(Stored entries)
++++++++++++++++++++

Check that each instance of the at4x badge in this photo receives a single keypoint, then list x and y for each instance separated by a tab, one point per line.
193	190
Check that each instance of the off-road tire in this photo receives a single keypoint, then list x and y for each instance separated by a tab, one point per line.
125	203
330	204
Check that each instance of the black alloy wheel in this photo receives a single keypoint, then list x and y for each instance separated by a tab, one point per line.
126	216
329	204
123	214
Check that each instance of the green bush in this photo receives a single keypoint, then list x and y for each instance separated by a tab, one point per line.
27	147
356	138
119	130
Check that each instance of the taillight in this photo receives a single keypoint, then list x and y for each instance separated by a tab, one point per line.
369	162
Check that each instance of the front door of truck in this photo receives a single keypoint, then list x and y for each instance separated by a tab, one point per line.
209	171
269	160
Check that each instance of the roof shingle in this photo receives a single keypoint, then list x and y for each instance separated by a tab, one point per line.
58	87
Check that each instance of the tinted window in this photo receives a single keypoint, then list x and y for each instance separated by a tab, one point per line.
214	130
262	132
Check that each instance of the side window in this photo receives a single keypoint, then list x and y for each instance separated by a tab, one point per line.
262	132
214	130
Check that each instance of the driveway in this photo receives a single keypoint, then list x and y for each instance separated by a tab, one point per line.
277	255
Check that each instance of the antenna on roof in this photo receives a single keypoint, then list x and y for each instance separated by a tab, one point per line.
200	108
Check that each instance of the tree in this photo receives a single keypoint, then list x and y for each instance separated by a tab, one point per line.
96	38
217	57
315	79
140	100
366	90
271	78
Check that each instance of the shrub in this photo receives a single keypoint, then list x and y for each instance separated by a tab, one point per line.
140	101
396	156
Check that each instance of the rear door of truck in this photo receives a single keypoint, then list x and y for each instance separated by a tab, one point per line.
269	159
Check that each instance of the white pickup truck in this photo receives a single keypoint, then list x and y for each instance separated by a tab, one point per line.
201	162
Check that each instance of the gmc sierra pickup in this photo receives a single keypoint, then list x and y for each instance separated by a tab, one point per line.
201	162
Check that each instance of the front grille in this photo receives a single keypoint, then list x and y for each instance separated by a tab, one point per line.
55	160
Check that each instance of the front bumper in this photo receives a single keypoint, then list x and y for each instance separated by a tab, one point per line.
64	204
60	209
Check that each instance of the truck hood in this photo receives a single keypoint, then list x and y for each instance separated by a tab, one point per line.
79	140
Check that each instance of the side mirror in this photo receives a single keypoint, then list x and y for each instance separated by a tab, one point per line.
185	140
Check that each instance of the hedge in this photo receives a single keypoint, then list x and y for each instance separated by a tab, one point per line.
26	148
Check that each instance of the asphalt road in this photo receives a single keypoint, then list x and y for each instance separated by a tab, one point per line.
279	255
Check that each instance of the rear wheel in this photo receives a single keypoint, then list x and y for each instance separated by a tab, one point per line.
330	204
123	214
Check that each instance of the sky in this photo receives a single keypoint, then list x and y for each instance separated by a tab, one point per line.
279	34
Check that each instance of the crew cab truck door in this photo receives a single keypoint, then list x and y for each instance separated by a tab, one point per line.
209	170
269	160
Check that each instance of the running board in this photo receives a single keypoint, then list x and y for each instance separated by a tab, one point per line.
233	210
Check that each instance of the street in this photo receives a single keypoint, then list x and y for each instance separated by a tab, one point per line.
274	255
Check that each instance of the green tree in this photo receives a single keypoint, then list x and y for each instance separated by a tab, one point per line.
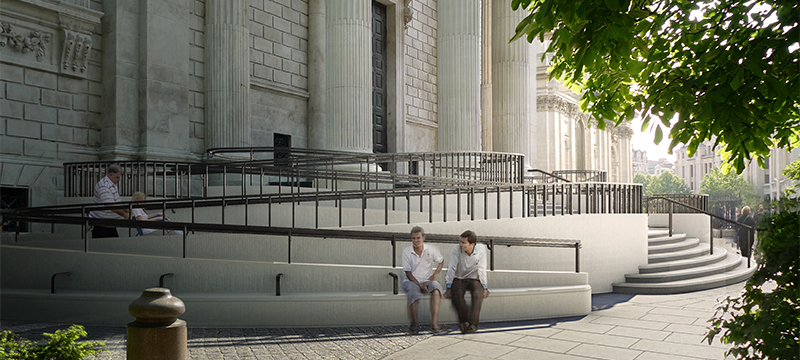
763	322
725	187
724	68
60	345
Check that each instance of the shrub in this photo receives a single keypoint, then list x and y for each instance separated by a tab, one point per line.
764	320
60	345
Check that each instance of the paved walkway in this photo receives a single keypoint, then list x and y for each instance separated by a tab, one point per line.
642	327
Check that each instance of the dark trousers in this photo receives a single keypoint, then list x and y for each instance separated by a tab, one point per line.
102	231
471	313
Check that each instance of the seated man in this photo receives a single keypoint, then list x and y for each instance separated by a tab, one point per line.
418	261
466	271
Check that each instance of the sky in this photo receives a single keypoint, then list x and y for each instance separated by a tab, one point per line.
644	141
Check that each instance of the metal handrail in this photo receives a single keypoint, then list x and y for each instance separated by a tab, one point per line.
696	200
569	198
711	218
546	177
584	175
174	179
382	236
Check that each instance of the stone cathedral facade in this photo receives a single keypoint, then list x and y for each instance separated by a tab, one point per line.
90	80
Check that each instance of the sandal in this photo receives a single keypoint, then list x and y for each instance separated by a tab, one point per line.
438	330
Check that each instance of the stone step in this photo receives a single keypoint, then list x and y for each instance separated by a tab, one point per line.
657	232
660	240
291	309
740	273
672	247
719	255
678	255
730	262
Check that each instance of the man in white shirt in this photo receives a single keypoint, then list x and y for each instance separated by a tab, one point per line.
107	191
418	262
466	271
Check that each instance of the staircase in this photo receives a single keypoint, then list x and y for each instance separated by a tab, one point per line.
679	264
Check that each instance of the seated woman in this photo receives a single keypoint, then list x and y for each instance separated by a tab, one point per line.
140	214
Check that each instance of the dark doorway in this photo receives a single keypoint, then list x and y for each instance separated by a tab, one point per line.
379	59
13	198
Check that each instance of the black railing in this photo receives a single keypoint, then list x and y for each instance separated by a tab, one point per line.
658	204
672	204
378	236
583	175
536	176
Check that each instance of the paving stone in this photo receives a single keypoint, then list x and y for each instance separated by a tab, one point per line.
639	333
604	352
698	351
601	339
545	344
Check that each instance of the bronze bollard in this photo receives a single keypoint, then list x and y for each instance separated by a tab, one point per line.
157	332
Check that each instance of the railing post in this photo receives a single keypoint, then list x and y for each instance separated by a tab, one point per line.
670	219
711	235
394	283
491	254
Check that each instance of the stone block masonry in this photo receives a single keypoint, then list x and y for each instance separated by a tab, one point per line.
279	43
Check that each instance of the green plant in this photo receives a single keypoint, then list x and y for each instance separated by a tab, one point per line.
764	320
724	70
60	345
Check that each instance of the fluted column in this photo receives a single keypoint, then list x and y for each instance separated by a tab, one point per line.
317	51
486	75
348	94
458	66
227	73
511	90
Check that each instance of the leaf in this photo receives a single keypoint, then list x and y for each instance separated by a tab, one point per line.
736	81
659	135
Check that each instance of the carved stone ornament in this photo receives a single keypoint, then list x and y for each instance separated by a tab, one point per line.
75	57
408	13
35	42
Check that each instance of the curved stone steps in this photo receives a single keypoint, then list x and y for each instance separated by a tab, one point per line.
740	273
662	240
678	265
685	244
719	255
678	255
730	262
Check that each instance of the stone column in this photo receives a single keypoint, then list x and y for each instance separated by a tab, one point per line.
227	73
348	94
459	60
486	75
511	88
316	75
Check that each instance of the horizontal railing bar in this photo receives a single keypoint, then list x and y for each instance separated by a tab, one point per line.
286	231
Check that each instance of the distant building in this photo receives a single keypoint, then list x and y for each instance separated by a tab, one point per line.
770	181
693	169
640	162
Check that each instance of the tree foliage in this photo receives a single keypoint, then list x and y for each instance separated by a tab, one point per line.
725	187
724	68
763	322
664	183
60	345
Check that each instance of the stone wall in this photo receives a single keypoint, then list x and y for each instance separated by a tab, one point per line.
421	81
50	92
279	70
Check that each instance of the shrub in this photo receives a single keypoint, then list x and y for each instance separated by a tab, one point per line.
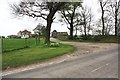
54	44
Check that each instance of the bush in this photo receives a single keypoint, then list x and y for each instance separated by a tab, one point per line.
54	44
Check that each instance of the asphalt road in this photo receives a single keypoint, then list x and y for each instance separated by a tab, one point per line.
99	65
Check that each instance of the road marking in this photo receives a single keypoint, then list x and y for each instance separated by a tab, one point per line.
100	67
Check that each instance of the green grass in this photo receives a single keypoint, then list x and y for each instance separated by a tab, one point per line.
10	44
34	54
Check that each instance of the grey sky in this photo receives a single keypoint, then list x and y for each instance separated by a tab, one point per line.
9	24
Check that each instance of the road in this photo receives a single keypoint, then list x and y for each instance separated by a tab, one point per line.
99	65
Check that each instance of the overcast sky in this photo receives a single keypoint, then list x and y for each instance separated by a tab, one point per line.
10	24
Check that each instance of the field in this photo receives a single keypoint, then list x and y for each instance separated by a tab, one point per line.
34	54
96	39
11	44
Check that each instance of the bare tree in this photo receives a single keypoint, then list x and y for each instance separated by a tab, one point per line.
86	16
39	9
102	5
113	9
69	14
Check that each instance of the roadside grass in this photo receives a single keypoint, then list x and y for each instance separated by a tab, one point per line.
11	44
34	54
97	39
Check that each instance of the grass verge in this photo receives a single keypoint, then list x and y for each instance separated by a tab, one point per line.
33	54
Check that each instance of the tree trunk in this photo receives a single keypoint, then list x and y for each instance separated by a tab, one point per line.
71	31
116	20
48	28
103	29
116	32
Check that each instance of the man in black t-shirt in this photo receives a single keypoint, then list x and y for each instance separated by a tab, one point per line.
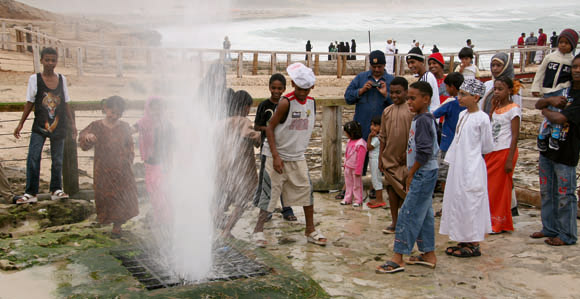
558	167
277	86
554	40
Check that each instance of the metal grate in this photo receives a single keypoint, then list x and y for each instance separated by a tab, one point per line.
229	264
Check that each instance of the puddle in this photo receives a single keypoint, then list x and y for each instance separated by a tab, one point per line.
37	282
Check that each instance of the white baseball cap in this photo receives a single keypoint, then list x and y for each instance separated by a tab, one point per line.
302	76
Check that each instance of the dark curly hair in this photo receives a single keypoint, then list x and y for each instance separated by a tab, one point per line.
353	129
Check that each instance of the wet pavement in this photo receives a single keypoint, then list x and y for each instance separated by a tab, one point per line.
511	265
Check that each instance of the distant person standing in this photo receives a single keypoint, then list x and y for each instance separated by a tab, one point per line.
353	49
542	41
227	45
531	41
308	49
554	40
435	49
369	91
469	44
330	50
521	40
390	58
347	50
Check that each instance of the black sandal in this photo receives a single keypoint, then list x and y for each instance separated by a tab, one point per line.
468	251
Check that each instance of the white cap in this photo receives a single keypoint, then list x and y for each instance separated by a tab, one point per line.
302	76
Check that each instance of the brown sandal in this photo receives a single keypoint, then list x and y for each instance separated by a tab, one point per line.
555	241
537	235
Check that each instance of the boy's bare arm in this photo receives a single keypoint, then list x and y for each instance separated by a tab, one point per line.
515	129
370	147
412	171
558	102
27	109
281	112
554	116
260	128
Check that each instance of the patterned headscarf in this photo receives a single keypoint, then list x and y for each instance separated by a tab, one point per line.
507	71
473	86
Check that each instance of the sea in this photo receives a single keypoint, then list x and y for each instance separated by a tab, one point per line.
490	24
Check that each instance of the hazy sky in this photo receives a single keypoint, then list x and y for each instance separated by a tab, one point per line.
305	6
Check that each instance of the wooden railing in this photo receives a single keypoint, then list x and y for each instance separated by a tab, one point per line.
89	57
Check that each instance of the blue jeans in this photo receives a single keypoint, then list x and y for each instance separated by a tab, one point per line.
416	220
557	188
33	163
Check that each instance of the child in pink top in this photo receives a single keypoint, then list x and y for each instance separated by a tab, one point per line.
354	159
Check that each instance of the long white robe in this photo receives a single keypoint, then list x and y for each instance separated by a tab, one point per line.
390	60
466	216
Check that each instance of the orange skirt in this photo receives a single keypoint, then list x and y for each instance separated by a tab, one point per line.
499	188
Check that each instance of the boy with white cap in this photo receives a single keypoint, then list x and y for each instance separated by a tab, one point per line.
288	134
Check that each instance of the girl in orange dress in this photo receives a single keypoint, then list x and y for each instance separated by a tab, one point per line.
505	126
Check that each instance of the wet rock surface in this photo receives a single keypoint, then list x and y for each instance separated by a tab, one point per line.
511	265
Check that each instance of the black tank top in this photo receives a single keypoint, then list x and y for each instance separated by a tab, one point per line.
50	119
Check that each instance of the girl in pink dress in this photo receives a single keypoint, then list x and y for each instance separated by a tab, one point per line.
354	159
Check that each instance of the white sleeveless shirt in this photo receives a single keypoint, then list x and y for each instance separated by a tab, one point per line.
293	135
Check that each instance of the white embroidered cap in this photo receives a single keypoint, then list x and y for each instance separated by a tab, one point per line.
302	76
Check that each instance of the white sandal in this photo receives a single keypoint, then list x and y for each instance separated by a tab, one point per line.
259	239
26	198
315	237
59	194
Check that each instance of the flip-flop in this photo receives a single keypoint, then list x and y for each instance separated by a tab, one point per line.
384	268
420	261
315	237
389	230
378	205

++++++++++++++++++++

**Problem**
Nothing but the lines from the one with "Check that each instance of the white sleeveless" through the final line of the records may appear in the answer, and each must be transcribed exactly.

**Worked solution**
Check that each instance of the white sleeveless shirt in this photo receives a single keypoint, then list x and y for each instance separated by a tab, one point per line.
293	135
Check that each instance of the white embroidered cap in this photo receives a single keypoint, then list x and y for each instance separated by a tab, one point per line.
302	76
Check that each instance of the white sandal in this photo receives a single keypoint, then list x and y for each instance separated by a tab, one point per line.
259	239
26	198
315	237
59	194
Check that each instance of the flip-flop in this photo receives a single keypoint, then list x and y for each instance separated by a tab, one point per line.
384	268
420	261
315	237
389	230
378	205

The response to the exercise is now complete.